**COSA FARAI:**
[1] Secondo il testo sull'agroalimentare, di quanto sono aumentate le esportazioni agroalimentari tra gennaio e luglio?
[2] Trascrivi dal testo sull'agroalimentare il passo che va da "Agroalimentare, sempre più" fino a "sono state affrontate.".

**TESTO PROPOSTO:**
* * * * *

Agroalimentare, sempre più strategico. Occorre compensare istanze particolari con interessi generali
L’Italia può contare su una risorsa da primato mondiale ma comunque deve investire per superare le fragilità presenti.
Le vendite all’estero di prodotti agroalimentari italiani nei primi sette mesi del 2020 sono cresciute. E’ il segno della vitalità e della competitività del settore, soprattutto se si pensa che, nello stesso periodo, il resto dell’economia ha segnato il passo (esclusa la produzione di medicinali). In particolare, poi, alcuni comparti, come quello ortofrutticolo, hanno raggiunti traguardi importanti. Eppure, i produttori non sono tranquilli. I buoni numeri possono nascondere fragilità contingenti e strutturali che non sono state affrontate.
Coldiretti ha effettuato un’analisi puntuale (su dati Istat), dell’andamento delle vendite da gennaio a luglio. In controtendenza rispetto all’andamento generale l’alimentare – dice l’organizzazione agricola – è possibile registrare un aumento delle esportazioni agroalimentari del 3,5% secondo solo a quello dei prodotti farmaceutici con 10,9%. Siamo ancora una volta ai primi posti di fatto in tutti i comparti strategici dell’agroalimentare. I numeri sono lì a sintetizzare la realtà. La filiera agroalimentare vale, secondo calcoli recenti, circa 538 miliardi di euro, 3,8 milioni di posti di lavoro, il 25% del Pil e conta 740mila aziende agricole, 70mila industrie alimentari, oltre 330mila realtà della ristorazione e 230mila punti vendita al dettaglio.

* * * * *

**DATI:**
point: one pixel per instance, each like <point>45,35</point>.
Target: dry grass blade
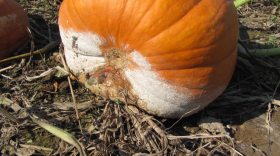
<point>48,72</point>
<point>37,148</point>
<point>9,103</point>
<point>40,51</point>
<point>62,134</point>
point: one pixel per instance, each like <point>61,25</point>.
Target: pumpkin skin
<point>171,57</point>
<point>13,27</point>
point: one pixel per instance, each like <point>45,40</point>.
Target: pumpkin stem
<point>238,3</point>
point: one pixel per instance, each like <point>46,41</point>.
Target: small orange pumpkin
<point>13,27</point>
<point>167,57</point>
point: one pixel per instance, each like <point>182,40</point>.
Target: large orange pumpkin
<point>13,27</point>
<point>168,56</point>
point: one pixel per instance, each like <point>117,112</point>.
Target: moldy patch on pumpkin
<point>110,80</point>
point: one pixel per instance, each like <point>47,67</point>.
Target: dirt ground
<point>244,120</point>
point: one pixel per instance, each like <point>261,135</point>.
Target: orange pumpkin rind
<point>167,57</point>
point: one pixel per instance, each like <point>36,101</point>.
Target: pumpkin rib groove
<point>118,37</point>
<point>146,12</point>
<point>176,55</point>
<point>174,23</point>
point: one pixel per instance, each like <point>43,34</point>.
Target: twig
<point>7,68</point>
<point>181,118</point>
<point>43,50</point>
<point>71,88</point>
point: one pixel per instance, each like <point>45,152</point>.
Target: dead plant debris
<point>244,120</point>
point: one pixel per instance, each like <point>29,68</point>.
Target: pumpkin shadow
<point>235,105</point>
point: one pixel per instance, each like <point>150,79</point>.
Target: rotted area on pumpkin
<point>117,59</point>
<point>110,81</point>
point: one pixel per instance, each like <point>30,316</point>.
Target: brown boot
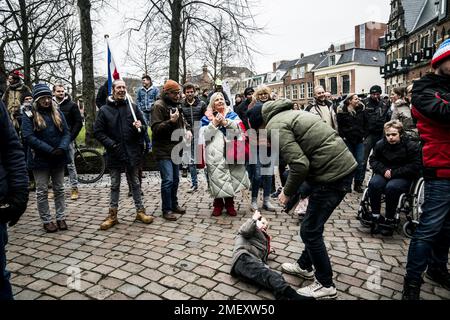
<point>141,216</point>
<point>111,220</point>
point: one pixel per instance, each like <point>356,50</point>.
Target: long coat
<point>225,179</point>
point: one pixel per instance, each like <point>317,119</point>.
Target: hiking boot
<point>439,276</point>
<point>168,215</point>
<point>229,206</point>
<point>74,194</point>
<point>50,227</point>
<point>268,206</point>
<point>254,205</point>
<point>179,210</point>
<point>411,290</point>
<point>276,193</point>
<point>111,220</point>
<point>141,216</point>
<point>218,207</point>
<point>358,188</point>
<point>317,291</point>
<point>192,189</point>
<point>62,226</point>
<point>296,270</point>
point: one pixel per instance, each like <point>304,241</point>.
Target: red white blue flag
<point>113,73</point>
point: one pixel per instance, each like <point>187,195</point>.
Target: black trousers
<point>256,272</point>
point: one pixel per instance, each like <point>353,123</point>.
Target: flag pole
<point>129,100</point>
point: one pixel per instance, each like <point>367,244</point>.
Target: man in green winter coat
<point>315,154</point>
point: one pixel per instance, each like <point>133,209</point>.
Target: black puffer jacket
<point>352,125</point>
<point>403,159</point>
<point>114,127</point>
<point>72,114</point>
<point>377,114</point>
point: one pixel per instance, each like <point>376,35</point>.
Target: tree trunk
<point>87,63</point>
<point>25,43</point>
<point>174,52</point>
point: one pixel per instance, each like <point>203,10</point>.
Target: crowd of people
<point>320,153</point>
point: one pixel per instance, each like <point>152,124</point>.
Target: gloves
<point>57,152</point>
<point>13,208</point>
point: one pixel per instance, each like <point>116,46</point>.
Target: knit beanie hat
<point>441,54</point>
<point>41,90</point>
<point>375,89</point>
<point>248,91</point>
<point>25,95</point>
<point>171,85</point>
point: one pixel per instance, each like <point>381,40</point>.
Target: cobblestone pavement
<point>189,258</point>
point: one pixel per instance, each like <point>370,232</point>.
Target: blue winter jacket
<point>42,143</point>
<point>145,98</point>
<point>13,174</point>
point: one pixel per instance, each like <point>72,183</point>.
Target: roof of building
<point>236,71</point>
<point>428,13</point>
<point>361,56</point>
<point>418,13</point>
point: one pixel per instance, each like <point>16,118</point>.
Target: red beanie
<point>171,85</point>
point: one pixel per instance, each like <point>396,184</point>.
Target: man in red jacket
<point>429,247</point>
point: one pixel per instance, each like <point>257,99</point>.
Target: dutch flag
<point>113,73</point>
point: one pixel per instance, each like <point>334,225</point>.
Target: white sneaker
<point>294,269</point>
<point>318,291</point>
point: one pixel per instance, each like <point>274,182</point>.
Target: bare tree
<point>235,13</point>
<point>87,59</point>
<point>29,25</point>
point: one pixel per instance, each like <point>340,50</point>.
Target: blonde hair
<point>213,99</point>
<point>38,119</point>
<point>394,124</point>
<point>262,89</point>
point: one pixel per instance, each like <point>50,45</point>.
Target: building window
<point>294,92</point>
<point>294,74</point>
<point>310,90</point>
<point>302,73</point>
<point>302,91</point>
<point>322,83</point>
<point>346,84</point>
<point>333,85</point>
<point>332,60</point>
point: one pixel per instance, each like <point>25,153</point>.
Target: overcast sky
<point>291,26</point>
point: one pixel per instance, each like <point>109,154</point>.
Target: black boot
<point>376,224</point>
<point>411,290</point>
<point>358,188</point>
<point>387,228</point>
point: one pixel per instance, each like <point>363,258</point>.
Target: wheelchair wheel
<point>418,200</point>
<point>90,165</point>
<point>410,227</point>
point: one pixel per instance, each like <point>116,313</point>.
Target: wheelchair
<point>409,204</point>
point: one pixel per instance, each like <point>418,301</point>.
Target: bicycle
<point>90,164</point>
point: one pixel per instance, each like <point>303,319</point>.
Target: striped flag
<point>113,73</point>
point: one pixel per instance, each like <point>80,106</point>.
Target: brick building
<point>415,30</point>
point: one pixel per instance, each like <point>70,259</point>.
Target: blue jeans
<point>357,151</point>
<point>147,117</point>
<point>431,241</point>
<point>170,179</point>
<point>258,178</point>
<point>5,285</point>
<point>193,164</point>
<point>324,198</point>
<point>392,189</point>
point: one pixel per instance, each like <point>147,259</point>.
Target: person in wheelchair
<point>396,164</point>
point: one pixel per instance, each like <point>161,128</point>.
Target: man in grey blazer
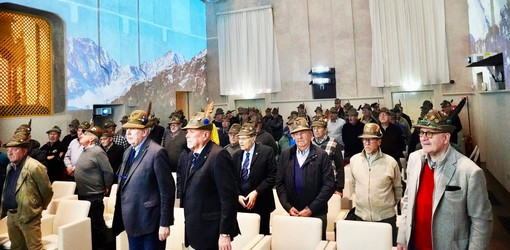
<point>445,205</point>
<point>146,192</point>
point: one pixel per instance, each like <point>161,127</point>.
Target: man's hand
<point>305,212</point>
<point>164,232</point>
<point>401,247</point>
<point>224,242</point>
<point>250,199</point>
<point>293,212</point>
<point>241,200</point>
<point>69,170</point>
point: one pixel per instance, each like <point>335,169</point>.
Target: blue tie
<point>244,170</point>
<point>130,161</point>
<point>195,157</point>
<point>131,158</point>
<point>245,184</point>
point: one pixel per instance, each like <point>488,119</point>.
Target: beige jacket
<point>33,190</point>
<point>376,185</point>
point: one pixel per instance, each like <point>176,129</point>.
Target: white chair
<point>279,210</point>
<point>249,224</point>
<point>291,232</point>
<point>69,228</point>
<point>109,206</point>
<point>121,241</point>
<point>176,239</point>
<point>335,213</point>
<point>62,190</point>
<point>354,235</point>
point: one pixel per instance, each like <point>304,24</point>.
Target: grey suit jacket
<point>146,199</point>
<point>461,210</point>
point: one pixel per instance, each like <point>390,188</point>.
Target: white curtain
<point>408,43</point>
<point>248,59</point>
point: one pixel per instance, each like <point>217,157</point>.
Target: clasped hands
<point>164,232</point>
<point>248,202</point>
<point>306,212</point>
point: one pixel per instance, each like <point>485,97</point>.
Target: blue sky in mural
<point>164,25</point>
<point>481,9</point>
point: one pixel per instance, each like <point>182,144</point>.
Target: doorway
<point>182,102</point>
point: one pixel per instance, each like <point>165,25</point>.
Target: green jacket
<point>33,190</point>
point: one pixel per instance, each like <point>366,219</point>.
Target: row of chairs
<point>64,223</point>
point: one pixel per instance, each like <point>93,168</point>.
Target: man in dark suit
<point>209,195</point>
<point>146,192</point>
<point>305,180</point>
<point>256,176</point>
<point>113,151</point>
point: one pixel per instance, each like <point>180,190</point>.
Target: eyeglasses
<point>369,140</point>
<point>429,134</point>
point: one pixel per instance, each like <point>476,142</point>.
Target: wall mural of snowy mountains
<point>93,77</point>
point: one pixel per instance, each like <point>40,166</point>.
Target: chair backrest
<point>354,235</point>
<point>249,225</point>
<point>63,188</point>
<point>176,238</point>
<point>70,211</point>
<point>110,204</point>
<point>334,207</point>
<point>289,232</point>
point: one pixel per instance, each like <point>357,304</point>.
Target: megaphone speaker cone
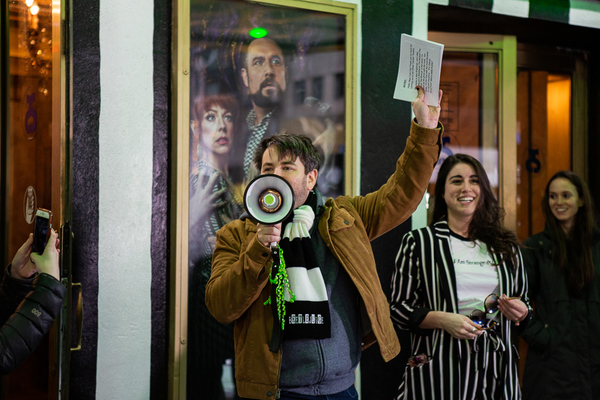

* * * * *

**SOLUZIONI:**
[1] Del 3,5%.

[2]
Agroalimentare, sempre più strategico. Occorre compensare istanze particolari con interessi generali
L’Italia può contare su una risorsa da primato mondiale ma comunque deve investire per superare le fragilità presenti.
Le vendite all’estero di prodotti agroalimentari italiani nei primi sette mesi del 2020 sono cresciute. E’ il segno della vitalità e della competitività del settore, soprattutto se si pensa che, nello stesso periodo, il resto dell’economia ha segnato il passo (esclusa la produzione di medicinali). In particolare, poi, alcuni comparti, come quello ortofrutticolo, hanno raggiunti traguardi importanti. Eppure, i produttori non sono tranquilli. I buoni numeri possono nascondere fragilità contingenti e strutturali che non sono state affrontate.